EXTRAIT PRÉSENTÉ =
------

C’est là ce qui irrite ces derniers ; parce que s’ils refusent de vendre au même taux que le grand bazar ils ne vendent rien, et s’ils vendent au même taux ils ne gagnent rien. L’influence des grands magasins sur les prix est ainsi dix ou douze fois plus importante au bien-être national, que ne pourrait le faire supposer leur chiffre d’affaires. Tous ensemble, ils ne vendent pas pour plus de 500 millions de francs, dont un cinquième au moins est, directement ou indirectement, exporté à l’étranger. Les 400 millions restant ne représentent que la dixième ou la douzième partie de la masse globale que font en France les branches de commerce du vêtement et de l’ameublement, concurrencées par eux, qui atteignent sans doute 4 ou 5 milliards de francs. Les petits marchands vendent donc ; mais, comme ils ne vendent pas aussi cher qu’ils le souhaiteraient, ils s’écrient qu’on les ruine. Le mal dont ils souffrent vient précisément de leur trop grand nombre. Le chiffre des patentés a augmenté, depuis trente ans, dans une proportion beaucoup plus forte que ne l’exige la population : de 100 000 à 130 000 à Paris. Cet encombrement est d’autant plus intempestif qu’il va à l’encontre de la concentration à laquelle tous les besoins de l’homme, en ce siècle, donnent successivement naissance. L’émancipation politique de la société moderne a aidé, suscité peut-être ; l’évolution des grands magasins et l’avenir sans doute lui réserve, par le progrès des sociétés de coopération, sa forme définitive.

------

DONNÉES ENREGISTRÉES =
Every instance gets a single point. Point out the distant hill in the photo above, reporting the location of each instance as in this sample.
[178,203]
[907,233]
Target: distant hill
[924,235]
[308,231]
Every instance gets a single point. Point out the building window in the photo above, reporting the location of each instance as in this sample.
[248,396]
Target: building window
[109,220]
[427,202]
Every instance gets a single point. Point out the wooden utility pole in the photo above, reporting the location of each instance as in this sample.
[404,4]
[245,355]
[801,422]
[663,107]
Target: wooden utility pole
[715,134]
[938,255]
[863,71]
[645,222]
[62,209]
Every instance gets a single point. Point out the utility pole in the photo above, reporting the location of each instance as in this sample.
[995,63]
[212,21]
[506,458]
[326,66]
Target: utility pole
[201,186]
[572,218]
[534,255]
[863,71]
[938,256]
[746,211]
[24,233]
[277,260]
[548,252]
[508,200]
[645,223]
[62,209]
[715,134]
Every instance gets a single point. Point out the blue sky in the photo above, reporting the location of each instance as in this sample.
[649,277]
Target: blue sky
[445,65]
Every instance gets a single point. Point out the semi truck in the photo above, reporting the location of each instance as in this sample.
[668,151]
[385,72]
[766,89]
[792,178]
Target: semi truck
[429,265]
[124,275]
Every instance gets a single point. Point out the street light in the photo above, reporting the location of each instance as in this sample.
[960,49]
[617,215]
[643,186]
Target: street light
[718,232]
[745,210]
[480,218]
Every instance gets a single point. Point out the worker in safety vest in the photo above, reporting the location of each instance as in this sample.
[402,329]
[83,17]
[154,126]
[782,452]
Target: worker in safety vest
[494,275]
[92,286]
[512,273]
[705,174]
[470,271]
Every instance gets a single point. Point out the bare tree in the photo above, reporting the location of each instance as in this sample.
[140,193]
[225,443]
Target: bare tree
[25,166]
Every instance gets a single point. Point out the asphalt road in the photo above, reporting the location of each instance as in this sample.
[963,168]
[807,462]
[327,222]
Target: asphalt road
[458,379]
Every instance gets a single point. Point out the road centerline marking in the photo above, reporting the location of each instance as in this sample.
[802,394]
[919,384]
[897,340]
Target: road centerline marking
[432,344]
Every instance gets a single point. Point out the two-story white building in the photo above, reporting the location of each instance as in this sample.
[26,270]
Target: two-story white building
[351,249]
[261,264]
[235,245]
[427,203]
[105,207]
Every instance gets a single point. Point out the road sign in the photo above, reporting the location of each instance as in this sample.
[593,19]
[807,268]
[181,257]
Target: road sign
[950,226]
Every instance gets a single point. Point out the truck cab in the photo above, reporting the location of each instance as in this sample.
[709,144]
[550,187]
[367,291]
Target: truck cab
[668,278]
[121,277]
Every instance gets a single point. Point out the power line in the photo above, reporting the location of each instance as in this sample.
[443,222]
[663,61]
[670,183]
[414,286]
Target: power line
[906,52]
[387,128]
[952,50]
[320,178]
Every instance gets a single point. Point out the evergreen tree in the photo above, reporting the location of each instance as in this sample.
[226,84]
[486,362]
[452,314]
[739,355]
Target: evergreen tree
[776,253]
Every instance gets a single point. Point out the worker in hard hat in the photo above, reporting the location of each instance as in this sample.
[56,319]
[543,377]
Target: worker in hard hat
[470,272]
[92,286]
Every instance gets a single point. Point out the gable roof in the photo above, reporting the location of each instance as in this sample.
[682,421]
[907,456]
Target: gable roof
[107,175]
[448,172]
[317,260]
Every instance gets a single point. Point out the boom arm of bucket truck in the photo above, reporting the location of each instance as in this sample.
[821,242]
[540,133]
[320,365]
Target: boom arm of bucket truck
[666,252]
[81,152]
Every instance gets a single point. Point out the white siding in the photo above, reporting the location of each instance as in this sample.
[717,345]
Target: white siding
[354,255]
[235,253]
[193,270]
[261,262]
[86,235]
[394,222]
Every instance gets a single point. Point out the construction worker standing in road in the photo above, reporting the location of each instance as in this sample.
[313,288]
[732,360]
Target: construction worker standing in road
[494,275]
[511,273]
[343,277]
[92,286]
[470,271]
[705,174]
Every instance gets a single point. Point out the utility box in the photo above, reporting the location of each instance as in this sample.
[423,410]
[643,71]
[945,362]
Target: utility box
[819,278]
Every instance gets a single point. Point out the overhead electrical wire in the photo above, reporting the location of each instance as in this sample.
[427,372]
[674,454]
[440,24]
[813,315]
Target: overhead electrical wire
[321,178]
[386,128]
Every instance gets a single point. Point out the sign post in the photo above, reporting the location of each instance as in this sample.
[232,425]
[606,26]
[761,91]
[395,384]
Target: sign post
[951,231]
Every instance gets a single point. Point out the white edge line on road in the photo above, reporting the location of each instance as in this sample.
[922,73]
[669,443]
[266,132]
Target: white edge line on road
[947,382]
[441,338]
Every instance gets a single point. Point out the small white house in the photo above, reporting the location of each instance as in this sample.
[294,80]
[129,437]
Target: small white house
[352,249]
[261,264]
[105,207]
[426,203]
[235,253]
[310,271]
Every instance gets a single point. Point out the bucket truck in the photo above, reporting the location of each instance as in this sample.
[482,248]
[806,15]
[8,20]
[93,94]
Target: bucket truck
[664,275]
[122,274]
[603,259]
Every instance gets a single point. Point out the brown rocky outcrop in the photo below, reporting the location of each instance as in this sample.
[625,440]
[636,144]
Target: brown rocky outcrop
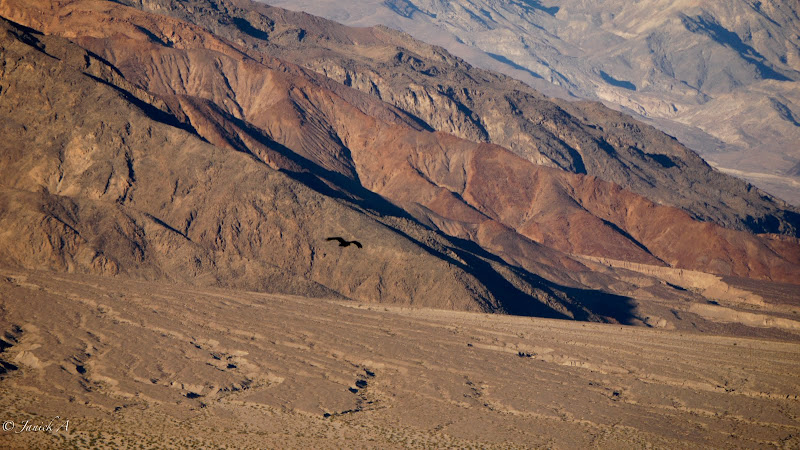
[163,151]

------

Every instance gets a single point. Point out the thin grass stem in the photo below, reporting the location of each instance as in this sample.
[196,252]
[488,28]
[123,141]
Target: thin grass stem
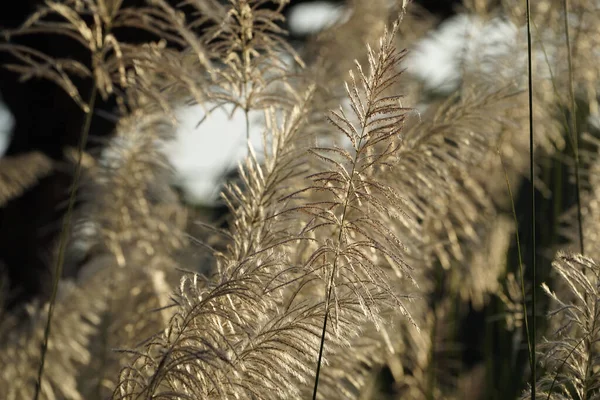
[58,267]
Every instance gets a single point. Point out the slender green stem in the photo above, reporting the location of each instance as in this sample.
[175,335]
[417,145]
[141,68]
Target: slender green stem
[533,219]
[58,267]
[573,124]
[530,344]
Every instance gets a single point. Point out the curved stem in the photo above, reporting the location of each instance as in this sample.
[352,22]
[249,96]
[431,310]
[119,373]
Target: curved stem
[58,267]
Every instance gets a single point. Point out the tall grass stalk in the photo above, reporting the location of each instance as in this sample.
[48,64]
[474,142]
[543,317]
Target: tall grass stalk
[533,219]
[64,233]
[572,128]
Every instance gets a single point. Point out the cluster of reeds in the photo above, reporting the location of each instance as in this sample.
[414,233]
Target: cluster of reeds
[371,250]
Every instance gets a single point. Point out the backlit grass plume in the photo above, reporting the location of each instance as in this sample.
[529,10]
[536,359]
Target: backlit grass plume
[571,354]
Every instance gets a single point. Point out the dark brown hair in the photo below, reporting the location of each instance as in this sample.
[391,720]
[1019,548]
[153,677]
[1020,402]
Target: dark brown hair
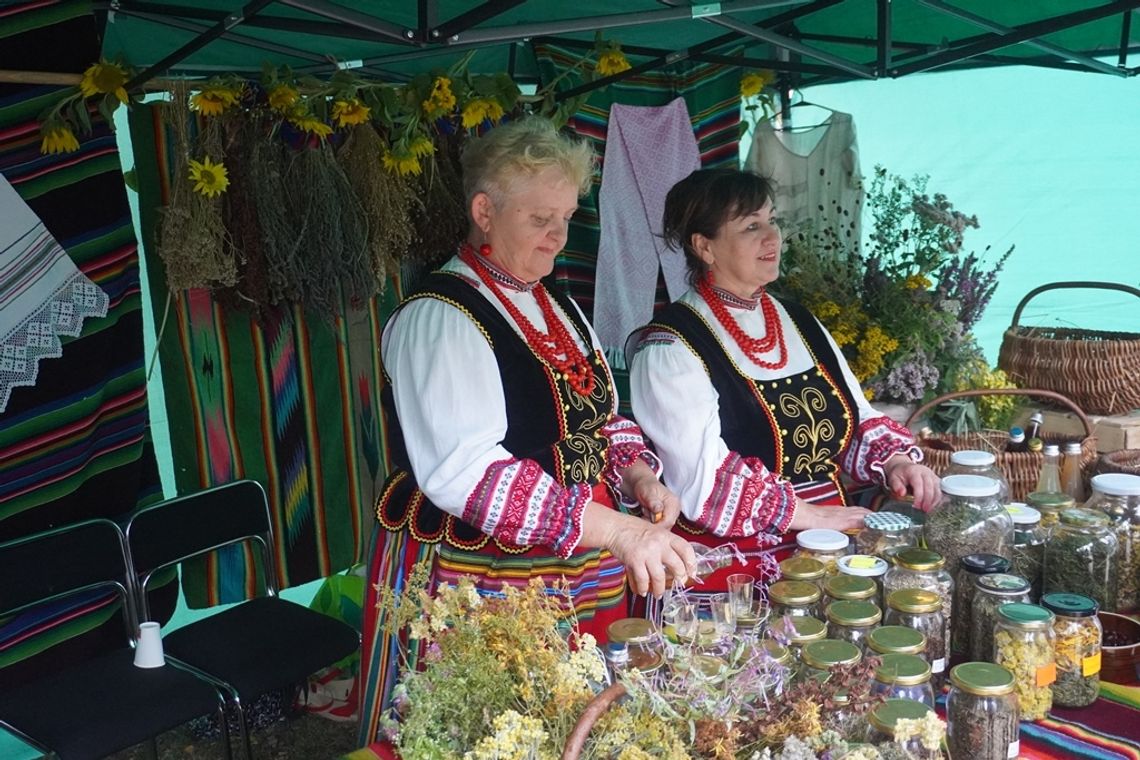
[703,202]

------

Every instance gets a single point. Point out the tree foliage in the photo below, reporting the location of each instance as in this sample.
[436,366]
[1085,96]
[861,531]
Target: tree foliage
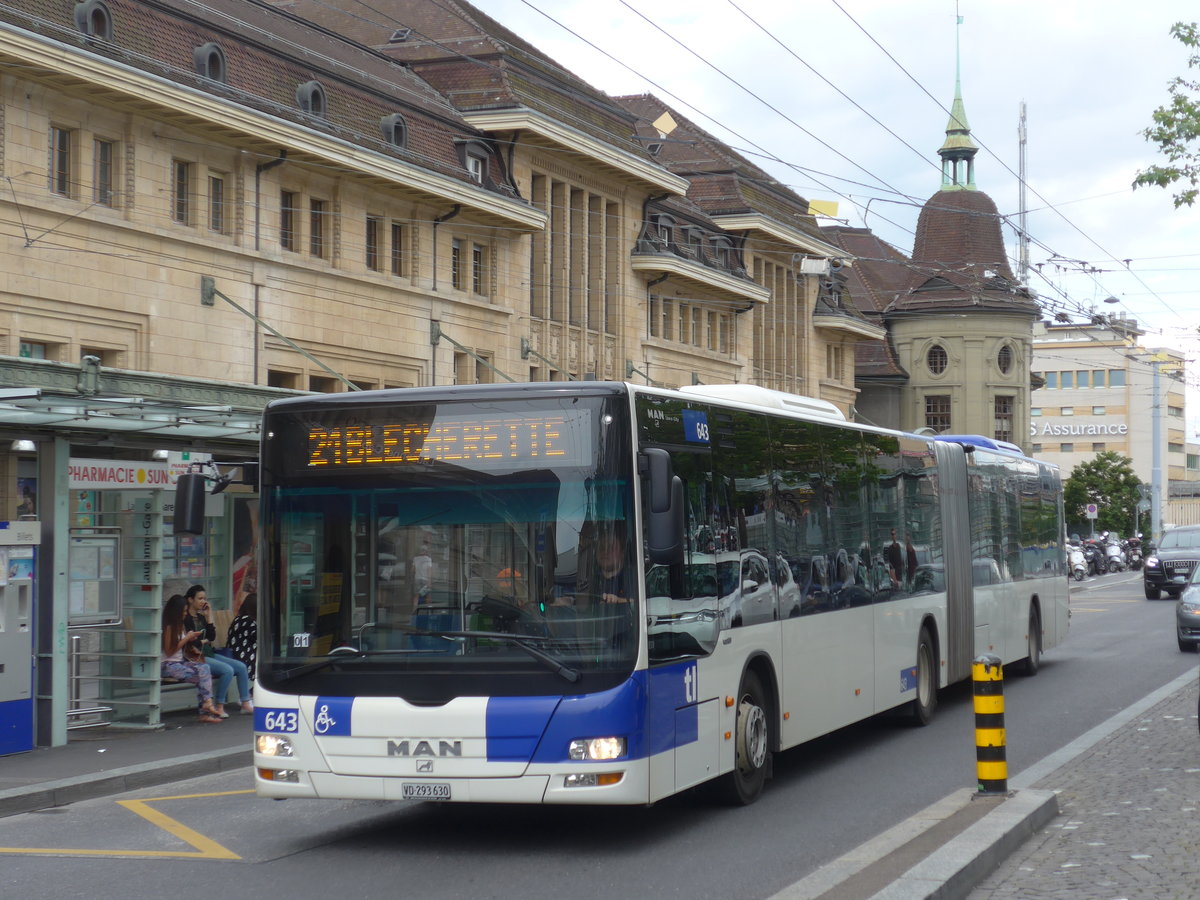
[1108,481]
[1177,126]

------

ÉNONCÉ DU PROBLÈME = Traduisez en anglais la phrase suivante, tirée de l'extrait sur les grands magasins : « Les petits marchands vendent donc ; mais, comme ils ne vendent pas aussi cher qu'ils le souhaiteraient, ils s'écrient qu'on les ruine. »

RÉPONSE COMPLÈTE = So the small merchants do sell; but, since they do not sell at as high a price as they would like, they cry out that they are being ruined.